Lines of data
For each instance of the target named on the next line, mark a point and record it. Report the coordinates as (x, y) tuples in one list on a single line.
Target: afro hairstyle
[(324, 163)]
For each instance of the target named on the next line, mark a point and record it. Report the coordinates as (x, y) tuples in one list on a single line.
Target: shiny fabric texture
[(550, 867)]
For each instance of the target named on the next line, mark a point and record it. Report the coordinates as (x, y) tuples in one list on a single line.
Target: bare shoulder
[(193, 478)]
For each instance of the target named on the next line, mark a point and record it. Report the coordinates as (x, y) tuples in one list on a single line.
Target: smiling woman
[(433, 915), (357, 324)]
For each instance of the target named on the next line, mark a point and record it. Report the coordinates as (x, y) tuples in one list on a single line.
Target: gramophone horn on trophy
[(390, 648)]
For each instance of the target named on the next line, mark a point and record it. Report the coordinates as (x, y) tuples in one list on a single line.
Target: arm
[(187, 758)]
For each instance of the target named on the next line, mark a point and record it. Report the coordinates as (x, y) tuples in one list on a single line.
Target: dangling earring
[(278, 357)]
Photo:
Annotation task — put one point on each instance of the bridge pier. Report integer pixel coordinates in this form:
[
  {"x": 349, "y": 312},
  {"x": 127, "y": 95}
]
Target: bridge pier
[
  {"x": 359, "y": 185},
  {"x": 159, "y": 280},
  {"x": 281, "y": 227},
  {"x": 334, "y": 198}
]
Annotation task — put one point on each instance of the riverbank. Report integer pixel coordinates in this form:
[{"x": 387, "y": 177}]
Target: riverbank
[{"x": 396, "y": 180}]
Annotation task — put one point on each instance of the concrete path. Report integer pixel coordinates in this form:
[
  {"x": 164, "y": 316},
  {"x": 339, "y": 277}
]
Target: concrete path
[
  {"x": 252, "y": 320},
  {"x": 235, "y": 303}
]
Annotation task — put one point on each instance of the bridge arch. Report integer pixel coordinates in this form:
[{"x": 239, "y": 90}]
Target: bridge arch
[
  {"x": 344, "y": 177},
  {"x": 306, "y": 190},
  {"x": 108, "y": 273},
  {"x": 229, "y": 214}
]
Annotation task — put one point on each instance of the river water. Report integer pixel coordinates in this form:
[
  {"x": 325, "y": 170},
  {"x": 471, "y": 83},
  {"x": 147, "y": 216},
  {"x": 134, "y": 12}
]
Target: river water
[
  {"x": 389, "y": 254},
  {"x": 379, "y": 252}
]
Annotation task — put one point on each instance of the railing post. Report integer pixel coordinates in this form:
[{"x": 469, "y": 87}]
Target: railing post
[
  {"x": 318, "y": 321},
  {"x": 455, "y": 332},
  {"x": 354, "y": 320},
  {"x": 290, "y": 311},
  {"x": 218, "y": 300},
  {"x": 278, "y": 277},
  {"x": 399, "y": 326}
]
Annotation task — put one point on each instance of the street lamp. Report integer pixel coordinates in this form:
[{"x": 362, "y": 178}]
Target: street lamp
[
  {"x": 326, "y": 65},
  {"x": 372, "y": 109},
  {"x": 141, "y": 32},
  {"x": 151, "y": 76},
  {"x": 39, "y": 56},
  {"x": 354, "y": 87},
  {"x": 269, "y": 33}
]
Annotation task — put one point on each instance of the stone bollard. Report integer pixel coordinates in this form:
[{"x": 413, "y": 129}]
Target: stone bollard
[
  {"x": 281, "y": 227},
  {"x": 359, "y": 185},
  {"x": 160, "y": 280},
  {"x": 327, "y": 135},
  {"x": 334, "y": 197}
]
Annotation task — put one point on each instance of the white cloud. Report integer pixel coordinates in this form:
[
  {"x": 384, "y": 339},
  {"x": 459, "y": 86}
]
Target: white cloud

*EXERCISE BRIEF:* All of the material above needs to be retyped word for word.

*SOLUTION FOR THIS PROBLEM:*
For each instance of the target named on the next line, mark a point and record it. Report the coordinates as (x, y) tuples in one list on a single line.
Target: afro hairstyle
[(324, 163)]
For each instance of the target named on the next line, mark a point and record it. Report the coordinates as (x, y) tuples in one list on a single line.
Target: shiny fabric texture
[(550, 867)]
For each instance of the target named on the next line, mark a point and record it. Report the coordinates as (x, y) tuples in one list on a single line.
Target: bare shoulder
[(193, 478)]
For each instance of the target named on the next line, mark a point and record it. Report the coordinates as (x, y) tuples in one list on a single line.
Target: smiling woman
[(433, 915), (357, 324)]
For each instance of the target named on the next line, mark a point and record it. Report the coordinates as (x, y) tuples in one list on a single line.
Target: gramophone horn on trophy
[(390, 648)]
For each instance of the target named on the next line, mark a point and record it. Report the coordinates as (x, y) tuples in one list on a single line.
Target: arm
[(187, 758)]
For each instance of the target named on the next line, mark a point and record it. Report the coordinates as (x, y) tuples in one list on a single line.
Target: dangling earring
[(278, 357)]
Photo:
Annotation task — put one point on each instance of the bridge pier. Report integer pixel coordinates in this form:
[
  {"x": 349, "y": 312},
  {"x": 127, "y": 95}
]
Target: bridge pier
[
  {"x": 359, "y": 185},
  {"x": 159, "y": 280},
  {"x": 281, "y": 227},
  {"x": 334, "y": 198}
]
Annotation task — put one point on each instance of the riverbank. Report integer pixel coordinates in this form:
[{"x": 387, "y": 177}]
Target: riverbank
[{"x": 396, "y": 180}]
Annotation task — put one point on each instance of the concrete path. Report integer pixel coordinates in this form:
[
  {"x": 164, "y": 316},
  {"x": 339, "y": 277}
]
Target: concrete path
[
  {"x": 252, "y": 320},
  {"x": 235, "y": 303}
]
Annotation task — put one point on each instance of the bridge arch. Report integer pixel coordinates in this form:
[{"x": 239, "y": 90}]
Target: bridge arch
[
  {"x": 344, "y": 177},
  {"x": 306, "y": 190},
  {"x": 108, "y": 273},
  {"x": 229, "y": 214}
]
Annotation task — put one point on each instance of the river water. Report integer pixel coordinates in this form:
[
  {"x": 325, "y": 170},
  {"x": 471, "y": 83},
  {"x": 147, "y": 216},
  {"x": 134, "y": 12}
]
Target: river water
[
  {"x": 389, "y": 254},
  {"x": 379, "y": 252}
]
Annotation task — put one point on each instance of the railing post. Report integer pixel coordinates in this form:
[{"x": 469, "y": 87}]
Target: railing post
[
  {"x": 318, "y": 321},
  {"x": 455, "y": 332},
  {"x": 354, "y": 320},
  {"x": 290, "y": 311},
  {"x": 218, "y": 300},
  {"x": 278, "y": 277},
  {"x": 399, "y": 326}
]
Annotation task — put one point on each instance of the street lamp. Report integer pixel coordinates in this form:
[{"x": 362, "y": 178}]
Target: street lamp
[
  {"x": 326, "y": 65},
  {"x": 372, "y": 109},
  {"x": 141, "y": 32},
  {"x": 151, "y": 76},
  {"x": 39, "y": 56},
  {"x": 354, "y": 87},
  {"x": 269, "y": 33}
]
Annotation task — put one point on each instance of the stone bollard. Report integer pixel coordinates in this form:
[{"x": 413, "y": 129}]
Target: stone bollard
[
  {"x": 281, "y": 227},
  {"x": 359, "y": 185},
  {"x": 160, "y": 280},
  {"x": 327, "y": 135},
  {"x": 334, "y": 197}
]
Annotation task — put one point on each instance of the white cloud. Report integer pixel coordinates in this form:
[
  {"x": 384, "y": 339},
  {"x": 459, "y": 86}
]
Target: white cloud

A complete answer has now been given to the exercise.